AIM OF THE EXERCISE: Would you restate, exactly as they appear, the lines from the one containing "Target: white laminated poster" through the end of the data below?

SOURCE MATERIAL:
※ ※ ※
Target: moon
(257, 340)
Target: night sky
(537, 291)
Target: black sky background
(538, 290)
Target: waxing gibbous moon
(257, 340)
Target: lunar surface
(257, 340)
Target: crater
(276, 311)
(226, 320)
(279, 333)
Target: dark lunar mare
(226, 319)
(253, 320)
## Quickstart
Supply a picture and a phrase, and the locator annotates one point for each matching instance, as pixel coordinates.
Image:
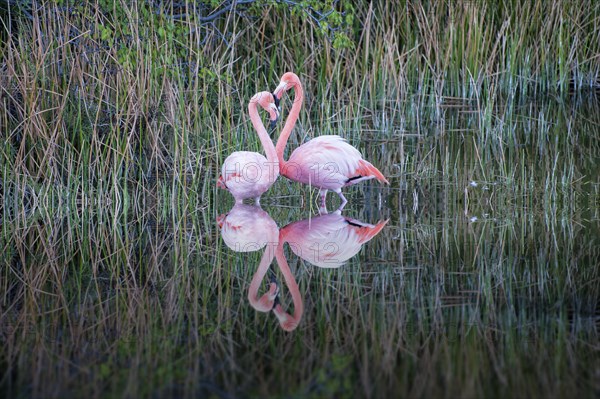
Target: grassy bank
(105, 99)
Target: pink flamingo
(328, 240)
(248, 174)
(326, 162)
(247, 228)
(269, 301)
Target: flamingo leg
(344, 200)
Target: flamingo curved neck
(263, 135)
(290, 281)
(290, 122)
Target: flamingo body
(247, 228)
(329, 240)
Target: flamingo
(326, 162)
(248, 174)
(247, 228)
(329, 239)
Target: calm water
(476, 273)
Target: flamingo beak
(274, 121)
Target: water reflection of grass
(113, 277)
(484, 308)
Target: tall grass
(99, 101)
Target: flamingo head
(286, 321)
(287, 81)
(267, 101)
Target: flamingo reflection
(327, 241)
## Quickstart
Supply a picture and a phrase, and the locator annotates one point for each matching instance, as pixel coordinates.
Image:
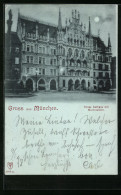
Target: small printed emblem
(10, 165)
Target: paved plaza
(64, 97)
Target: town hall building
(62, 57)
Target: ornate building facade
(63, 58)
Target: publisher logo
(10, 165)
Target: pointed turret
(59, 21)
(89, 30)
(9, 21)
(109, 42)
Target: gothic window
(31, 70)
(32, 48)
(82, 54)
(40, 49)
(28, 48)
(54, 61)
(93, 57)
(43, 60)
(107, 75)
(27, 59)
(51, 71)
(31, 59)
(51, 62)
(54, 52)
(17, 49)
(64, 51)
(40, 60)
(39, 70)
(16, 60)
(83, 43)
(43, 49)
(55, 72)
(76, 53)
(106, 67)
(43, 71)
(100, 66)
(27, 70)
(63, 83)
(94, 82)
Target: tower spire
(109, 42)
(59, 21)
(89, 30)
(9, 21)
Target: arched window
(63, 62)
(76, 53)
(82, 54)
(70, 52)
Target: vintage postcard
(61, 89)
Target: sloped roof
(14, 38)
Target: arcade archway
(41, 84)
(83, 84)
(77, 85)
(53, 85)
(101, 85)
(29, 85)
(70, 85)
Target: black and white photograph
(61, 89)
(60, 52)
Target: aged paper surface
(60, 88)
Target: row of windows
(101, 58)
(101, 66)
(30, 59)
(39, 71)
(40, 49)
(101, 75)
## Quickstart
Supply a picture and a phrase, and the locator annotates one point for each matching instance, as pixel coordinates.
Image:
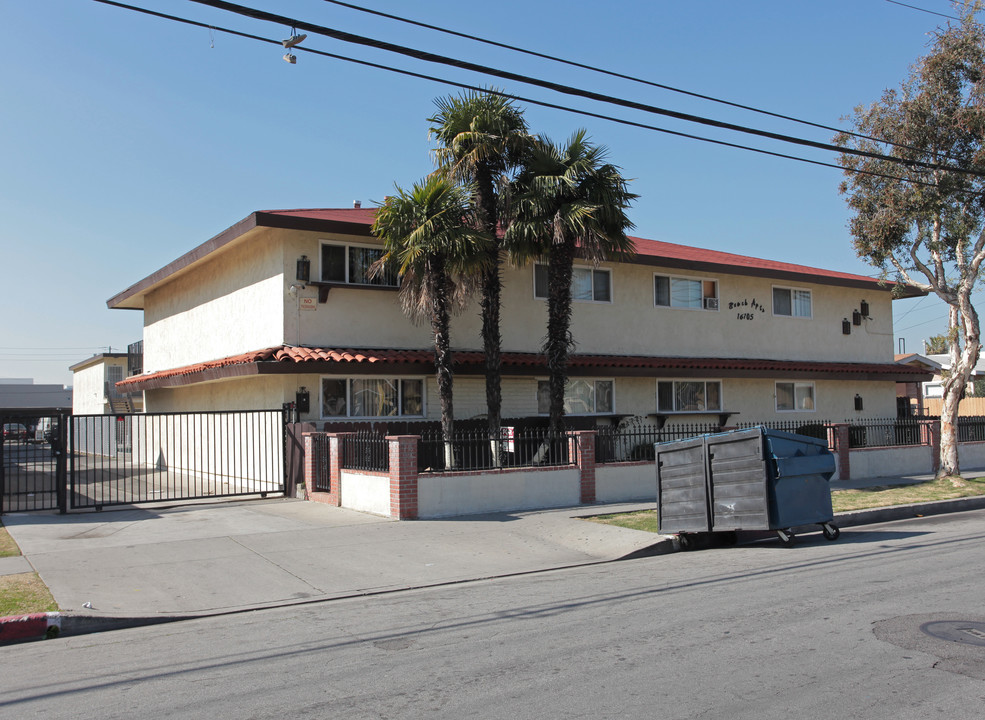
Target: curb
(16, 628)
(37, 626)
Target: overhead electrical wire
(929, 12)
(593, 68)
(520, 98)
(343, 36)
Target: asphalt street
(887, 623)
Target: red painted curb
(24, 627)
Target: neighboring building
(95, 385)
(21, 395)
(280, 306)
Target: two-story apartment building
(280, 307)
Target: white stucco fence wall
(625, 482)
(446, 495)
(891, 461)
(365, 492)
(971, 455)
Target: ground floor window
(689, 395)
(372, 397)
(581, 396)
(794, 396)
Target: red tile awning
(287, 359)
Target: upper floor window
(683, 292)
(689, 396)
(351, 264)
(581, 396)
(372, 397)
(791, 397)
(588, 284)
(791, 302)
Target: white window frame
(705, 305)
(791, 289)
(592, 380)
(590, 268)
(796, 384)
(348, 380)
(707, 410)
(348, 280)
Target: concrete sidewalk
(110, 569)
(221, 557)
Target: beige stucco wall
(89, 386)
(232, 303)
(753, 399)
(241, 300)
(631, 324)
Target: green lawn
(841, 500)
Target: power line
(519, 98)
(603, 71)
(264, 16)
(929, 12)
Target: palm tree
(429, 239)
(568, 201)
(482, 138)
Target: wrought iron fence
(482, 450)
(815, 428)
(614, 444)
(971, 429)
(365, 450)
(884, 432)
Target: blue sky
(128, 140)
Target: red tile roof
(291, 359)
(653, 249)
(358, 221)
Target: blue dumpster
(755, 479)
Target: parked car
(14, 432)
(47, 430)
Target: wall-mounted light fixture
(304, 269)
(295, 39)
(302, 400)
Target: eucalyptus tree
(430, 239)
(481, 139)
(920, 217)
(568, 202)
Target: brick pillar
(583, 442)
(839, 435)
(403, 476)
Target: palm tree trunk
(485, 202)
(559, 340)
(440, 326)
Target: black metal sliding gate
(93, 461)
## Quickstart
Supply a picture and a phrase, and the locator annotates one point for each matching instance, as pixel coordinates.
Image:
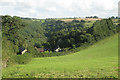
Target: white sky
(59, 8)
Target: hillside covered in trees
(25, 33)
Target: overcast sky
(59, 8)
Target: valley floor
(98, 61)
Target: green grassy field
(98, 61)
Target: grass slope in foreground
(97, 61)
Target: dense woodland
(25, 33)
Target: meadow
(97, 61)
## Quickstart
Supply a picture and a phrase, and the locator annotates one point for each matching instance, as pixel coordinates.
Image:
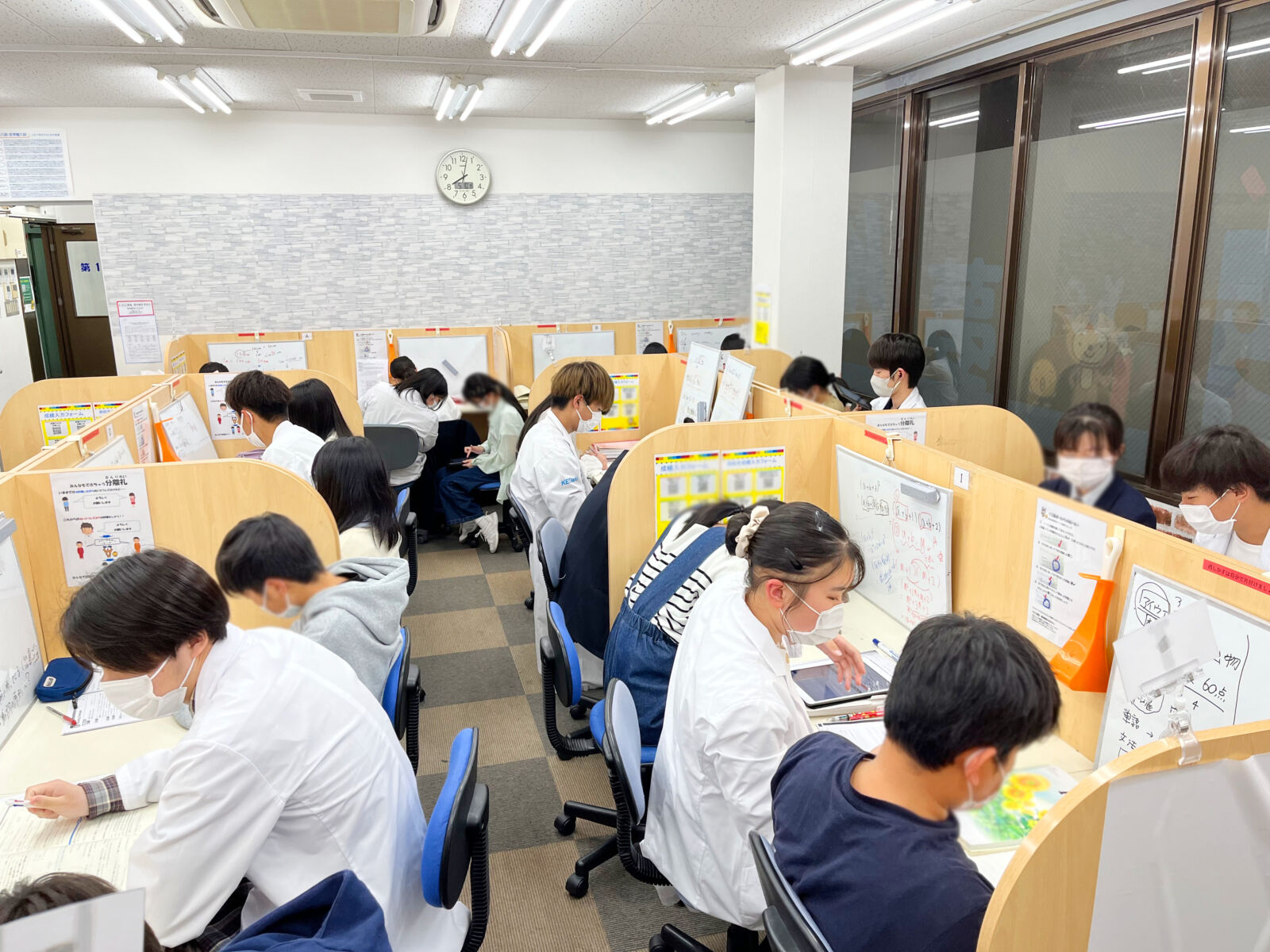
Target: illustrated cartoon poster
(102, 516)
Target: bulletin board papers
(221, 420)
(21, 664)
(268, 355)
(696, 395)
(371, 355)
(1066, 543)
(624, 414)
(906, 425)
(102, 516)
(1231, 689)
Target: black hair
(402, 367)
(1219, 459)
(262, 395)
(351, 476)
(57, 890)
(314, 408)
(139, 609)
(482, 385)
(899, 352)
(264, 547)
(427, 382)
(1099, 420)
(798, 543)
(965, 682)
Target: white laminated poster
(102, 516)
(141, 429)
(139, 330)
(1066, 543)
(221, 422)
(649, 333)
(371, 355)
(906, 425)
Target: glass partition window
(873, 224)
(1100, 207)
(1230, 378)
(962, 239)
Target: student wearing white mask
(1223, 476)
(549, 479)
(1089, 441)
(290, 772)
(732, 710)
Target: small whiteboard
(549, 348)
(905, 530)
(266, 355)
(19, 649)
(1232, 689)
(456, 357)
(186, 431)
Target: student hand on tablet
(56, 799)
(846, 658)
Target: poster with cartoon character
(102, 516)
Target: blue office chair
(403, 697)
(457, 839)
(787, 923)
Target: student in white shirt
(351, 476)
(291, 771)
(549, 479)
(1223, 476)
(262, 405)
(733, 711)
(897, 362)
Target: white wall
(177, 150)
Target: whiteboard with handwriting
(1233, 687)
(19, 651)
(266, 355)
(905, 530)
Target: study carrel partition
(192, 505)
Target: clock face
(463, 177)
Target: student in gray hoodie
(353, 607)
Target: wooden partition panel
(192, 505)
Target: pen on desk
(893, 655)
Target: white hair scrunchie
(747, 532)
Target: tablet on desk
(818, 683)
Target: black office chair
(787, 923)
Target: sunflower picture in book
(1022, 800)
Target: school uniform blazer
(1118, 498)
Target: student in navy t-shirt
(869, 841)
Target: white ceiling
(609, 59)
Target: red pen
(69, 720)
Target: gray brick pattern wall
(228, 263)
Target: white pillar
(802, 163)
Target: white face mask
(137, 696)
(883, 386)
(251, 437)
(1085, 471)
(1202, 520)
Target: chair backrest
(565, 664)
(399, 446)
(791, 928)
(552, 539)
(444, 848)
(622, 747)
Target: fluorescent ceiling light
※ ※ ※
TASK ANSWER:
Target: white laminated poster
(102, 516)
(141, 429)
(139, 330)
(1066, 543)
(221, 422)
(649, 333)
(371, 355)
(906, 425)
Target: glass partition window
(873, 224)
(1100, 207)
(1230, 378)
(962, 239)
Target: student wearing white mask
(1223, 476)
(549, 479)
(1089, 441)
(290, 772)
(732, 710)
Target: small whiteboard
(549, 348)
(905, 530)
(266, 355)
(19, 649)
(1232, 689)
(456, 357)
(186, 431)
Target: student hand on tablet
(56, 799)
(846, 658)
Target: poster with cartoon character
(102, 516)
Target: blue office chair
(403, 697)
(457, 839)
(787, 923)
Target: student in white shirt
(351, 476)
(291, 771)
(549, 479)
(1223, 476)
(262, 405)
(733, 711)
(897, 362)
Target: white wall
(177, 150)
Target: whiteboard with handwriting
(1233, 687)
(19, 651)
(266, 355)
(905, 530)
Target: study carrel partition
(192, 505)
Target: clock face
(463, 177)
Target: student in gray hoodie
(353, 607)
Target: wooden partition panel
(192, 505)
Target: pen on desk
(893, 655)
Target: white hair scrunchie
(747, 532)
Target: tablet on desk
(818, 683)
Target: black office chair
(787, 923)
Target: sunflower picture in book
(1022, 800)
Target: school uniform blazer
(1118, 498)
Target: student in navy t-shirt
(869, 841)
Target: white ceiling
(609, 59)
Target: red pen
(69, 720)
Target: gray brick pattern wall
(228, 263)
Target: white pillar
(802, 163)
Target: white face mask
(137, 696)
(883, 386)
(251, 437)
(1085, 471)
(1202, 520)
Target: chair backrest
(565, 664)
(399, 446)
(791, 928)
(552, 539)
(444, 848)
(622, 747)
Target: fluorescent ceiling light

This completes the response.